**Excerpted passage:**

Long trips required overnight stays at travel lodges or motor lodges. Families piled out of cars and ran to their rooms. Shortly, they exited in bathing suits and made a B-line to the pool. Night had come, the lights around the pool were burning brightly, and bugs were attacking the bulbs and human flesh.
Children jumped into the water with squeals of delight and sighs of relief. Dads might hop in as well, but only under the pretense of keeping the children safe. More than once, parents shushed the children as they got too loud, and before long, the groups walked back to rooms. Parents smiled with the knowledge that pool time would sap little one’s energy enough to make them fall asleep quickly.
When we were young, vacations consisted of a week’s stay at King’s Cottages, located on the other side of the road from the Greenbrier entrance to the Smoky Mountain Park. For the next seven days, we lived in the water. Days started with breakfast, and then we walked to the swimming hole. For the next few hours, we swam under water, dove from the large rock on the other bank, and skimmed rocks on the water’s surface. After lunch the bunch of kids walked to different areas and rode the rapids back down to the cabin. Instead of inner-tubes, we wore cut-off jeans and old canvas tennis shoes. Our backsides were sometimes bruised and sore, but the fun of scooting down the white water was worth it.
At night, we returned to the river. The cooling temperatures of the evening made the water feel warmer, and we swam by the light of the moon before walking back home carefully so as not to stub toes on rocks. We rarely moved in our sleep because the sun and water had wrung out every ounce of energy.

Named object pointing listing
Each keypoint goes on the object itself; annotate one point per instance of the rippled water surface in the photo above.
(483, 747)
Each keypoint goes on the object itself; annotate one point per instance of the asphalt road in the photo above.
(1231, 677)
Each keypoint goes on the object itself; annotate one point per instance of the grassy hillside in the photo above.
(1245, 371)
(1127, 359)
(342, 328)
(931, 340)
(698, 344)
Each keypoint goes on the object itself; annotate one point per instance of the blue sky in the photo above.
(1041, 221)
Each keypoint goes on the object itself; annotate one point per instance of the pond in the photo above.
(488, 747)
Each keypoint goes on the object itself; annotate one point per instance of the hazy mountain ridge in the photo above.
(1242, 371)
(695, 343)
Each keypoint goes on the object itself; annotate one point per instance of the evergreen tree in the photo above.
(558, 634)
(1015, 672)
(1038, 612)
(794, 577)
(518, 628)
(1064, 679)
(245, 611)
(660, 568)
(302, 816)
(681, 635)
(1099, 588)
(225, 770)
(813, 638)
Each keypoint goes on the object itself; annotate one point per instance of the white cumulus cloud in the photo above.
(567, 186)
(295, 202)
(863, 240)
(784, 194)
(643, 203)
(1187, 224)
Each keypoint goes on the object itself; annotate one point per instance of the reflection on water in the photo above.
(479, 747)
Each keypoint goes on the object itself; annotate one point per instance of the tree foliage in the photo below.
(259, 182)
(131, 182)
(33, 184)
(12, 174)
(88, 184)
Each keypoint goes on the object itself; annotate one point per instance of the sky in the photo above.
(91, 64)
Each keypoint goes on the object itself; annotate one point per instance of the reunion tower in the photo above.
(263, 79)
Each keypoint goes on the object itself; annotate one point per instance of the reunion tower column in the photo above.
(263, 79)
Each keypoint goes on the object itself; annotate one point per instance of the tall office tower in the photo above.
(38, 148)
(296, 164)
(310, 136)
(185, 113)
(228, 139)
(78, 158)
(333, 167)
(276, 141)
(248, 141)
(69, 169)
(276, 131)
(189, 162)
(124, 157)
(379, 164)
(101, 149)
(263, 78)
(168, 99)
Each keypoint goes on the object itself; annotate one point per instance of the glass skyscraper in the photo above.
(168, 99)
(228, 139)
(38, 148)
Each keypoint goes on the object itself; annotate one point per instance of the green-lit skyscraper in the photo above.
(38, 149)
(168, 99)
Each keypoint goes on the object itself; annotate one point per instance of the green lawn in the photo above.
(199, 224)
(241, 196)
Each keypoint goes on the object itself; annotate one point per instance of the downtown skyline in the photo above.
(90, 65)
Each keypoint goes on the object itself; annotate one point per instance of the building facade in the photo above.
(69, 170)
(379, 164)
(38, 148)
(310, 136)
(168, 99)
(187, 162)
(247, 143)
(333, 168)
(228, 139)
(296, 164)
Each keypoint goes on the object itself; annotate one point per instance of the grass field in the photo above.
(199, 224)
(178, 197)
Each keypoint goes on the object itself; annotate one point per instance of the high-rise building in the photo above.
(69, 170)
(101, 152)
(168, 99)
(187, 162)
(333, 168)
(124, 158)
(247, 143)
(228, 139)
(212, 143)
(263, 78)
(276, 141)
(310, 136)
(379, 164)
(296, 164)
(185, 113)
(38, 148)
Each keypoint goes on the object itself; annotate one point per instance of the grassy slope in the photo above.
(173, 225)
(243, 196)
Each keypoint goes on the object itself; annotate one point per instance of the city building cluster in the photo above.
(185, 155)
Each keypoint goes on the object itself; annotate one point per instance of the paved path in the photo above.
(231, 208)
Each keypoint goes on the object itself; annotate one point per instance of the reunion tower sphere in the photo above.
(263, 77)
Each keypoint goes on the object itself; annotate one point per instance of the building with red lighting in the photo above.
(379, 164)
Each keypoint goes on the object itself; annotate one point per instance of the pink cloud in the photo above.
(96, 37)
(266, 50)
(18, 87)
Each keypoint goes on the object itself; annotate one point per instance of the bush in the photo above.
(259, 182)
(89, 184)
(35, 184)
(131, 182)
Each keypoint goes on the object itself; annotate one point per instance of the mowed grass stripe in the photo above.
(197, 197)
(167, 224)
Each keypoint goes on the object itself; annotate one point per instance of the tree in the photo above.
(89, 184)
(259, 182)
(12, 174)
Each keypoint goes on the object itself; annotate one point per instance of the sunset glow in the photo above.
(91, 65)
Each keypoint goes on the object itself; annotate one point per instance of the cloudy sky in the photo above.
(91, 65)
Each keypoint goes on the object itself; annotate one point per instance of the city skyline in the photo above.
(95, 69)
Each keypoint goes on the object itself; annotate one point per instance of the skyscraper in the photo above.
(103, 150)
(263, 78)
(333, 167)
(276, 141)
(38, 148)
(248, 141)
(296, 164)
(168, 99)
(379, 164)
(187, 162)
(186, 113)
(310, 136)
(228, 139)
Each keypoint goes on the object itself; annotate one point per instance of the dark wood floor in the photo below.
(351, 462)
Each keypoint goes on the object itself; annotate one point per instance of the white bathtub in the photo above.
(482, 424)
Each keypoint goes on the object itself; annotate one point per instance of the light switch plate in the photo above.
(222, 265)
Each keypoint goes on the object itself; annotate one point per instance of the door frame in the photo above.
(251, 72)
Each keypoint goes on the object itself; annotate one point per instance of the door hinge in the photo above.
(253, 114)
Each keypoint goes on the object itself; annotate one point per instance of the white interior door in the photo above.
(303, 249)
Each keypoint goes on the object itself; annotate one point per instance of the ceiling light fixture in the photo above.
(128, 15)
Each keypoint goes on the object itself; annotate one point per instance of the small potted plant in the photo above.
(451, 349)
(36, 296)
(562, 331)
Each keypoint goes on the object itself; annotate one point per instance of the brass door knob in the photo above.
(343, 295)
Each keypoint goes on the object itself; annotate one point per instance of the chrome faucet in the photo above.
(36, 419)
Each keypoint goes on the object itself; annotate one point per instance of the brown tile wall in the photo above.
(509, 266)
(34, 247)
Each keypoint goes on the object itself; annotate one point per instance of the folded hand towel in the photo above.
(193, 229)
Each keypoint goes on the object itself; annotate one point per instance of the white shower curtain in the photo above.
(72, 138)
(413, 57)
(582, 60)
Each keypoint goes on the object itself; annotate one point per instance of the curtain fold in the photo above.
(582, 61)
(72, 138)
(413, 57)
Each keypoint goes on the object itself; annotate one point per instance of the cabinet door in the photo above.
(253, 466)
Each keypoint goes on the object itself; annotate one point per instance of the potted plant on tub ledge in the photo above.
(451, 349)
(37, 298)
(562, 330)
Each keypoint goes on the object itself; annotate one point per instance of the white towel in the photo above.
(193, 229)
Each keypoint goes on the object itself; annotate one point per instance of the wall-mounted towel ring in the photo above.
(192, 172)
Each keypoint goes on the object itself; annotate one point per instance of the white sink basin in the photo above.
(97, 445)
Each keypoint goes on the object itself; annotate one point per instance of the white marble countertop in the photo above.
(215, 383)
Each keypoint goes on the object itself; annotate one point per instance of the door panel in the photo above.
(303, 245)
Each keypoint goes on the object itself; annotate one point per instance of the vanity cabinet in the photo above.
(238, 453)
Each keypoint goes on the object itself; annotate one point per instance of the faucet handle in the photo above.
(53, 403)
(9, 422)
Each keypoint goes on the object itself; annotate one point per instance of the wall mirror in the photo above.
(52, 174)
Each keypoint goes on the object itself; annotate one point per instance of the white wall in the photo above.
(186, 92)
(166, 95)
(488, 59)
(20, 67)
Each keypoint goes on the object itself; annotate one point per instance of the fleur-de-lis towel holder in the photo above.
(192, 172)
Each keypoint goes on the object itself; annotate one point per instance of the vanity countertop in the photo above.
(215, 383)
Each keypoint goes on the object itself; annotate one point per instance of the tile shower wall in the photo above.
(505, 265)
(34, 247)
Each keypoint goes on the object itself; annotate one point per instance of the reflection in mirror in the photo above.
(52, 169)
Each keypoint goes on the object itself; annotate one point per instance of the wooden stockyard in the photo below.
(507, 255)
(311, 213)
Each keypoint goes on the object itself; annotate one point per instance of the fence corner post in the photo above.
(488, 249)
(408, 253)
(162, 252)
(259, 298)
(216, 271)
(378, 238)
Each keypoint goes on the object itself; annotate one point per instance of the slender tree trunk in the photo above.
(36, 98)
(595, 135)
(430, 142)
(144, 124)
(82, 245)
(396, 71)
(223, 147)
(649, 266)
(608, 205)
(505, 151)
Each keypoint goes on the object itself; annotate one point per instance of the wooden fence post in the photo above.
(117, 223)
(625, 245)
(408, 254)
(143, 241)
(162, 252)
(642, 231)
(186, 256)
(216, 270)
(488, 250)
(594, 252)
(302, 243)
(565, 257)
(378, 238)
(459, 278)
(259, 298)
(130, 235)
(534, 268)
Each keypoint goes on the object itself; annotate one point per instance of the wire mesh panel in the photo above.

**Problem 1:**
In the passage on childhood swimming vacations, which three things did the kids do at the swimming hole in the hours after breakfast?
**Problem 2:**
Carry on the passage on childhood swimming vacations from the point where it stops.
This listing has nothing to do with the passage on childhood swimming vacations.

**Response 1:**
- Swam under water
- Dove from the large rock on the other bank
- Skimmed rocks on the water's surface

**Response 2:**
These days, Amy and I spend as much time as possible by the pool every day. If the day demands too much of our attention, we know that the evening will allow time for swimming. I don’t enter the water as quickly as I used to do, but I still take a modified “Rector plunge.” My interests are no longer in diving or swimming. Instead, I let go and try to become as weightless as possible. Floating as I watch the traffic on Ball Camp Pike or watch the stars come out of hiding is the perfect end of a day. That dip in the pool is where I lose the aches and pains that this body of mine offers at the end of the day.
Whether I was in a motel pool, the river, or the pool in my back yard, one thing has remained the same: my night’s sleep is always better after visiting the water. Oh, these days, I still crawl from the bed too many times during the night, but the sleep is still sweeter after the pool. I’ll be there again tonight and every night until the weather turns too cold or the leaves become too plentiful to keep out of the water.